#### [AUSGEWÄHLTER TEXT]
+-------+

Zur Begründung: Das Bundesdatenschutzgesetz (BDSG) überläßt den Unternehmen die Kontrolle über die Einhaltung der Datenschutzvorschriften weitgehend selbst. Es hat darum die Funktion des betrieblichen Datenschutzbeauftragten nie als Nebenjob, sondern als zentrale, unabhängige Aufgabe verstanden. Das zeigt sich nicht zuletzt in einem recht anspruchsvollen Pflichtenkatalog, den dieser Datenschützer nach dem Gesetz zu befolgen hat. Wenn deshalb der betriebliche Datenschutzbeauftragte mit anderen Aufgaben so eingedeckt würde, daß er seine Pflichten nicht in der vorgeschriebenen Weise erfüllen könnte, würde dies eine Umgehung geltenden Rechts bedeuten (wogegen nach dem neuen Datenschutzgesetz die Aufsichtsbehörde einschreiten könnte!). Da nun aber ein noch in anderen Bereichen tätiger Rechtsanwalt (allein schon aus Kostengründen) gar nicht die Zeit zur Erfüllung der gesetzlich vorgeschriebenen Aufgaben hätte, würde eine solche Rechtsumgehung auch noch institutionalisiert.

+-------+

#### [AUFGABEN]
• A. Gib den Wortlaut aller Klammerausdrücke aus dem Text über den betrieblichen Datenschutzbeauftragten in der Reihenfolge ihres Auftretens wieder.
• B. Schreibe den Text über den betrieblichen Datenschutzbeauftragten im Anschluss an seinen letzten Satz weiter.

#### [GESAMMELTES MATERIAL]
+-------+

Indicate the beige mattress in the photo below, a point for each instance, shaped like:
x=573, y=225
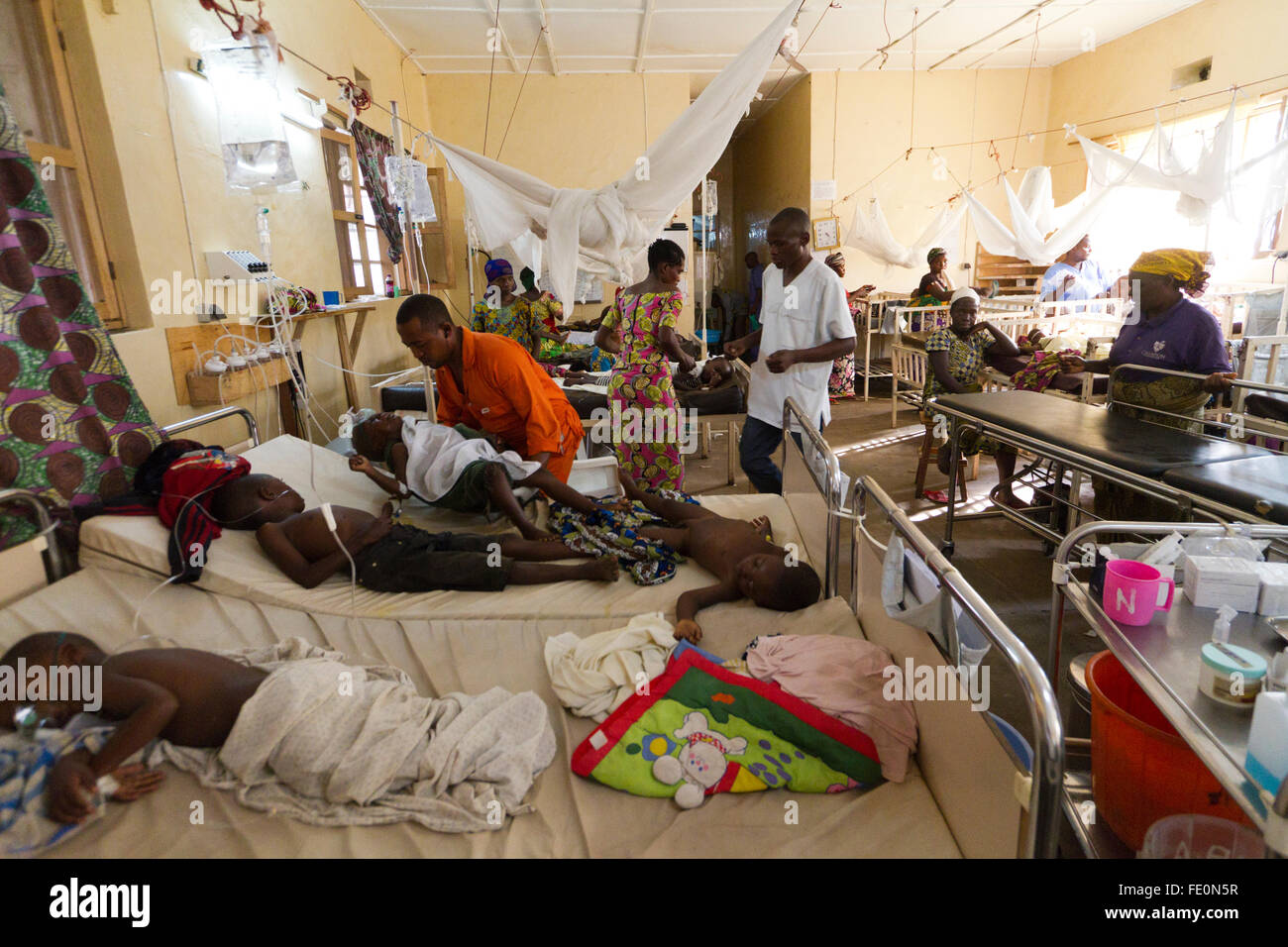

+-------+

#### [LÖSUNGEN NACH AUFGABEN]
• A.
1. BDSG
2. wogegen nach dem neuen Datenschutzgesetz die Aufsichtsbehörde einschreiten könnte!
3. allein schon aus Kostengründen

• B.
Darüber hinaus kann ein nach bisherigem Standard ausgebildeter Rechtsanwalt die Aufgaben eines betrieblichen Datenschutzbeauftragten fachlich nicht bewältigen. Ein solcher Datenschützer muß nämlich über umfassende und intime DV-Kenntnisse verfügen, um zum Beispiel die vom Bundesdatenschutzgesetz (BDSG) geforderte Sicherstellung der ordnungsgemäßen Funktion von Betriebs- und anderen Programmsystemen, von Datenbanken, Verschlüsselungsroutinen etc. gewährleisten zu können.

Der Sachkundige betriebliche Datenschutzbeauftragte wird deshalb in der Regel Informatiker sein oder zum Beispiel als Jurist über eine entsprechend umfangreiche Zusatzausbildung verfügen müssen. Diese Ausbildung muß ihn wie einen Informatiker in die Lage versetzen, in systemtheoretischen Zusammenhängen denken zu können. Andernfalls kann er beispielsweise Qualitätssprünge (und damit auch neue Gefahren für die von der DV Betroffenen) nicht erkennen, die sich durch neue Programme und Verfahren ergeben könnten. Außerdem wird der betriebliche Datenschutzbeauftragte - wenn nicht wegen der Größe des Betriebes und des Umfangs der Datenverarbeitung ein eigener Datensicherheitsexperte erforderlich wird - sinnvollerweise die allgemeinen Belange der Daten- und DV-Sicherheit mitbetreuen. Der gängige Gebrauchsjurist, für den sich ein Rechenzeit-Diebstahl als Hausfriedensbruch darstellt und der oft immer noch einen Umgang mit Daten in Dateien wie einen Umgang mit Akten beurteilt, wäre hier völlig überfordert.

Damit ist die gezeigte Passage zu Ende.